Task prompt
Return every entry exactly as written.

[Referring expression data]
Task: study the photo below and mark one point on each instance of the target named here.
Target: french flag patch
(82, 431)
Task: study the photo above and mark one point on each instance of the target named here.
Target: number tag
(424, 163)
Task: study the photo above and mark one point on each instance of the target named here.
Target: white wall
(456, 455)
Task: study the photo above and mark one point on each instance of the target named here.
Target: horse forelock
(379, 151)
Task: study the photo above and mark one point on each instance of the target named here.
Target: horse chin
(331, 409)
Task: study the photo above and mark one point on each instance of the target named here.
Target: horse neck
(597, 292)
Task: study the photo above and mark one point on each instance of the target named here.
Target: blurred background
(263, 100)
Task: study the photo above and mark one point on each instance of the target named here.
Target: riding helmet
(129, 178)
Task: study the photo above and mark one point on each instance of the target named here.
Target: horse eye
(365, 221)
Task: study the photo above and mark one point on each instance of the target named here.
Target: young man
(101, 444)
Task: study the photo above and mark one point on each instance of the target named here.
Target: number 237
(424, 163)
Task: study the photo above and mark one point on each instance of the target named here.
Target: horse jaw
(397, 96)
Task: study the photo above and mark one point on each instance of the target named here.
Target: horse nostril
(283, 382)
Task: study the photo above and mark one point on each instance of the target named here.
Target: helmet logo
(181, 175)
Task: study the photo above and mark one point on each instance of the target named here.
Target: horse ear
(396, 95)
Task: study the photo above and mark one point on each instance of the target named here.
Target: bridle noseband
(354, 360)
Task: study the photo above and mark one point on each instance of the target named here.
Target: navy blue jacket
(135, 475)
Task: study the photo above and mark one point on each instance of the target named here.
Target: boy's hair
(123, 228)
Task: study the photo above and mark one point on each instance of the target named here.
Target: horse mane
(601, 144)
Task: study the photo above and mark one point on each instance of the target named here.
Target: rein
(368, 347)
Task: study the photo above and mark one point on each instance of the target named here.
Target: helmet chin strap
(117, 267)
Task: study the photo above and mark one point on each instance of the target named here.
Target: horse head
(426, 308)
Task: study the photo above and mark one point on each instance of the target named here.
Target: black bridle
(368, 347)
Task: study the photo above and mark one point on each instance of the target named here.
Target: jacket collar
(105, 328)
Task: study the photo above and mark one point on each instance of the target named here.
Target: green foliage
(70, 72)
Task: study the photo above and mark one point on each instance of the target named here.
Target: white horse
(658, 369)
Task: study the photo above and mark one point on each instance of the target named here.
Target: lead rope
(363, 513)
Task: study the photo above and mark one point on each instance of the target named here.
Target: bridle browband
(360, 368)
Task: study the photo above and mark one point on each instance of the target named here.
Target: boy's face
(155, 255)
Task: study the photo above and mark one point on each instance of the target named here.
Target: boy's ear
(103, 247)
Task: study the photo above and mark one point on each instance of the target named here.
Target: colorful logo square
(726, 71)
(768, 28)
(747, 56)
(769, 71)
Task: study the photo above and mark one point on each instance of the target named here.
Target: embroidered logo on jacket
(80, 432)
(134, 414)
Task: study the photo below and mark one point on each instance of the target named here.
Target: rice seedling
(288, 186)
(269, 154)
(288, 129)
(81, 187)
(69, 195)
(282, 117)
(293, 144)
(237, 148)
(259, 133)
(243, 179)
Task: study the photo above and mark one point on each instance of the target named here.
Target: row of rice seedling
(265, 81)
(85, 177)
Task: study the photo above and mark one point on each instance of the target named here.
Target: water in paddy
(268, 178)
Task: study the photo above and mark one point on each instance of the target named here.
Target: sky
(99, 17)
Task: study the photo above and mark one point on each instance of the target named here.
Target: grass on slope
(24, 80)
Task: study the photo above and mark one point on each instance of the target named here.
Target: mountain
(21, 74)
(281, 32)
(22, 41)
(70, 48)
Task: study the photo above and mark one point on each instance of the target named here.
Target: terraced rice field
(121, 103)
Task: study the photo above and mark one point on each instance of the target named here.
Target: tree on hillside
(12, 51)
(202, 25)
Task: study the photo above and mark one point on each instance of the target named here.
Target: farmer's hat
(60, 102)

Answer below
Task: study the photo below and mark one point on each instance of the target named here.
Target: french flag patch
(82, 431)
Task: study the photo above and mark one point on each instance of the target named here.
Target: number tag
(424, 163)
Task: study the photo above and mark one point on each instance of the target named here.
Target: white wall
(456, 455)
Task: study the photo above and mark one point on each instance of the target named here.
Target: horse forelock
(379, 151)
Task: study the photo above and mark one point on each instance of the target named here.
Target: horse chin
(331, 409)
Task: study the photo above and mark one point on each instance of the target named here.
Target: horse neck
(597, 292)
Task: study the photo above and mark one point on each instance of the target named here.
Target: blurred background
(263, 100)
Task: study the photo above and mark one point on each instance of the target named here.
Target: riding helmet
(129, 178)
Task: study the photo above and mark one point on each instance of the target named here.
Target: horse eye
(365, 221)
Task: study the photo above and mark one point on each instance of the target named here.
Target: young man
(101, 444)
Task: study the photo above and mark one point on each instance of the target named here.
Target: number 237
(424, 163)
Task: study the photo above and mark one point on each instance of the target named here.
Target: horse jaw
(397, 96)
Task: study the photo above and mark one point on each instance of the target named here.
Target: horse nostril
(283, 382)
Task: study the photo above and mark one point on each instance of the target named here.
Target: helmet logo
(181, 175)
Task: study the photo above and mark one point on each instance of the target named here.
Target: horse ear
(396, 95)
Task: study the photo above and mark one point on each instance of the target named here.
Target: bridle noseband
(354, 360)
Task: study the photo above and mark one point on each instance of the target named here.
Target: navy blue jacket
(135, 475)
Task: study the photo above and mark one point on each instance of the target named here.
Target: boy's hair
(123, 228)
Task: study the photo above and mark one point on each instance of the target named here.
Target: horse mane
(601, 144)
Task: study the photo above and mark one point on each instance of the target named here.
Target: rein
(368, 347)
Task: study the photo above and mark one point on each instance of the target named here.
Target: helmet chin strap
(117, 267)
Task: study the photo above and mark one point on each instance of the target named here.
Target: horse head
(426, 308)
Task: study the photo above and mark one point on each instance of the target named here.
Target: black bridle
(368, 347)
Task: study the photo above and mark one point on each instance of the target named here.
Target: jacket collar
(105, 328)
Task: study the photo above and mark one point on each instance of the target named here.
Target: green foliage
(70, 72)
Task: study the photo above and mark one point on each instance of the target named here.
Target: white horse
(658, 369)
Task: study the photo above and mark one point on each instance of the target named here.
Target: lead rope
(363, 513)
Task: study the photo above and mark one point on each instance of the target named here.
Target: bridle browband
(360, 368)
Task: study the photo above and mark one point on each instance of the target named here.
Target: boy's face
(155, 255)
Task: study the photo above and mark one point on each instance of the target named here.
Target: boy's ear
(103, 247)
Task: study the photo above and mark one point on each instance of the target named here.
Target: colorful logo square
(726, 71)
(768, 28)
(747, 56)
(769, 71)
Task: study the photo above and mark one point on each instance of the target named here.
Target: embroidered logo on jacket
(80, 432)
(134, 414)
Task: study the photo below and mark one point on each instance of the target named here.
Target: rice seedling
(288, 186)
(269, 154)
(288, 129)
(81, 187)
(69, 195)
(282, 117)
(293, 144)
(237, 148)
(259, 133)
(243, 179)
Task: study the photo above and mark one point on each instance of the target named here.
Target: row of rice seedling
(265, 81)
(85, 177)
Task: study the photo above and mark one point on each instance of the target named here.
Target: water in paddy
(268, 178)
Task: study the photo above and mark one point on each instance of the target named here.
Target: sky
(99, 17)
Task: study the photo above and mark one point on each instance of the target named here.
Target: grass on slope
(24, 80)
Task: study the photo above and mark one point on each instance of the target named here.
Target: mountain
(21, 74)
(281, 32)
(22, 41)
(70, 48)
Task: study the photo above and mark one point on each instance of the target named here.
Target: terraced rice field
(121, 103)
Task: study the photo above and mark one point on each instance of the target named here.
Target: tree on hillside
(12, 51)
(202, 25)
Task: study the photo above and mark one point on each instance of the target named here.
Target: farmer's hat
(60, 102)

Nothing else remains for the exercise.